▶ _TAREFA DE TRABALHO 1_
Copie do texto sobre o funcionalismo público o trecho entre "A situação do" e "insumo mais importante.", inclusive.
▶ _TAREFA DE TRABALHO 2_
Prossiga com o texto sobre o funcionalismo público, escrevendo a partir da última frase apresentada.

▶ _TRECHO DO TEXTO_
════════

UM TESOURO QUE CONTINUA A SER DILAPIDADO

A situação do funcionalismo público descrita pelo autor em 1996, também não foi modificada em sua essência. A burocracia do aparelho estatal continua a ignorar o potencial de seus servidores, dilapidando assim um tesouro que tem em mãos. A depreciação do Capital Humano identificada por Pedro Gurjão, prossegue e aumenta cada vez mais o fosso entre o que é necessário realizar pela administração pública e o que está sendo mobilizado do talento de seus funcionários para fazê-lo. Este desperdício tende a ser cada vez mais nefasto à medida que os saltos tecnológicos aceleram a progressão da sociedade do conhecimento, na qual o talento humano é o insumo mais importante.

════════

▶ _EXTRATO DE DADOS_
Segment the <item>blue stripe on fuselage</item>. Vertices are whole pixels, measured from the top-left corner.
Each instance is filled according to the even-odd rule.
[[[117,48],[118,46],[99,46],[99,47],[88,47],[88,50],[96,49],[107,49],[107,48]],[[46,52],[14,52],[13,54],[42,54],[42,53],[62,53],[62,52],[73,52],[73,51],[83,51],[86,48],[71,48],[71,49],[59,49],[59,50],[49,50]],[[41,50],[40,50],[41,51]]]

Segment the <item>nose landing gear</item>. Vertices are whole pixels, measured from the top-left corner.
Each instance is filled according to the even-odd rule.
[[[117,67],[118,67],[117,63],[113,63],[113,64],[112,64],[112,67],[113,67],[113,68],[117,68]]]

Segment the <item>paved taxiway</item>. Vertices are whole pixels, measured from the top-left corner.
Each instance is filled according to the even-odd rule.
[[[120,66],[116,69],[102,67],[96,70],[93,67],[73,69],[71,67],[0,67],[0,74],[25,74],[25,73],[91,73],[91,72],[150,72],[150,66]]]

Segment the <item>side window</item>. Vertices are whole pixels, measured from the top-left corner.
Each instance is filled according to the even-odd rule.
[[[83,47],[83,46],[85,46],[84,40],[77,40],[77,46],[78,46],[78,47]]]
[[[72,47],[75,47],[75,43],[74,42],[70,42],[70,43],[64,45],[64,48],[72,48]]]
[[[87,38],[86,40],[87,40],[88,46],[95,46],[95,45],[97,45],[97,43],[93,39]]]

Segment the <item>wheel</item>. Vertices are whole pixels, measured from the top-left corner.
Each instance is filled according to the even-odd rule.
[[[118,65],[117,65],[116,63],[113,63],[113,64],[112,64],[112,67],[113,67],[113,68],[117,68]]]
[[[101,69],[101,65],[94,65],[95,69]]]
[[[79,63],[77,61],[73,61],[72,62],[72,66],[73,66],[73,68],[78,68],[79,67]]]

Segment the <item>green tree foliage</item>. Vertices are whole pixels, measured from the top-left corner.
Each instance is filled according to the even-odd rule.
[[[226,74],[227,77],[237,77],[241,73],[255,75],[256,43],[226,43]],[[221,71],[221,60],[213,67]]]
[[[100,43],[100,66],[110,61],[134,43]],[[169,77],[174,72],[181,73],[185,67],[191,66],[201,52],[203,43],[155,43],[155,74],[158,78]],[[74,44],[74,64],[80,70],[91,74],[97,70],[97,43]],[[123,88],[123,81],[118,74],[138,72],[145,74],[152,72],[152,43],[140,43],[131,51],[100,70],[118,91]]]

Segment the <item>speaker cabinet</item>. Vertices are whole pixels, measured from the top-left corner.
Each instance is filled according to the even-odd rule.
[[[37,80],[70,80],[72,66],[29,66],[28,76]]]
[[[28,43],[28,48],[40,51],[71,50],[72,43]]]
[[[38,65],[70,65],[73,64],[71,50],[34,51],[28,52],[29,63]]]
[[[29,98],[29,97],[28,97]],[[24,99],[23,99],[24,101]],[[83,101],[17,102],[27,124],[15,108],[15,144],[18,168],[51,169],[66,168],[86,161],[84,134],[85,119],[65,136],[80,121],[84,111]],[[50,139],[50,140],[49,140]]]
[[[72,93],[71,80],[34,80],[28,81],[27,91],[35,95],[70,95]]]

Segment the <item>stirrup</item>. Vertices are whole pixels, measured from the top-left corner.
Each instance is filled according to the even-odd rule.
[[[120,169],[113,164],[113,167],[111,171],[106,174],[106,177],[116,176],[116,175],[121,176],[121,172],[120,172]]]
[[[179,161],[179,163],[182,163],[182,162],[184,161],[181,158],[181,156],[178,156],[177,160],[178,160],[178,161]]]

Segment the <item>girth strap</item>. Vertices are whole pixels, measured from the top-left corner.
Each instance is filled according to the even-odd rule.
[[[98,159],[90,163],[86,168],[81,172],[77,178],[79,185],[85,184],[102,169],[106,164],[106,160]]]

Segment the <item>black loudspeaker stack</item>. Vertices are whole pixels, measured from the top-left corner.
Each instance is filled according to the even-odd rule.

════════

▶ _RESULTADO 1_
A situação do funcionalismo público descrita pelo autor em 1996, também não foi modificada em sua essência. A burocracia do aparelho estatal continua a ignorar o potencial de seus servidores, dilapidando assim um tesouro que tem em mãos. A depreciação do Capital Humano identificada por Pedro Gurjão, prossegue e aumenta cada vez mais o fosso entre o que é necessário realizar pela administração pública e o que está sendo mobilizado do talento de seus funcionários para fazê-lo. Este desperdício tende a ser cada vez mais nefasto à medida que os saltos tecnológicos aceleram a progressão da sociedade do conhecimento, na qual o talento humano é o insumo mais importante.

▶ _RESULTADO 2_
PROPOSTAS OUSADAS

Nesta obra, a ousadia do Pedro Gurjão não se resume à inovação disruptiva da ferramenta Banco de Potenciais Humanos que criou. Ele aponta outros caminhos nunca trilhados por nossa administração pública, impossíveis de serem descobertos pela cegueira burocrática. Um deles é o da oportunidade de se aproveitar a condição especial dos servidores públicos como elo entre a sociedade e órgãos estatais para “ (…) rastrear a colaboração adicional voluntária que a sociedade civil (não-servidores) puder e quiser dar às transformações político-administrativas do Estado” (p. 16). E é mais enfático ainda, ao defender a necessidade de adoção de um novo modelo de gestão para os órgãos públicos, quando descreve: “Um modelo capaz de gerar consenso, comprometimento e senso de propriedade, de integrar dirigentes e dirigidos, de produzir sinergia, de acolher e estimular manifestações de criatividade, de ensejar inovações, de acompanhar os sistemas de produção e reprodução do conhecimento e de satisfação das necessidades humanas, de buscar parceria e cooperação com a sociedade;” (p. 24). Com argúcia, antevê o servidor público como arquiteto de uma gestão compartilhada, ao construir pontes entre a máquina estatal e a sociedade.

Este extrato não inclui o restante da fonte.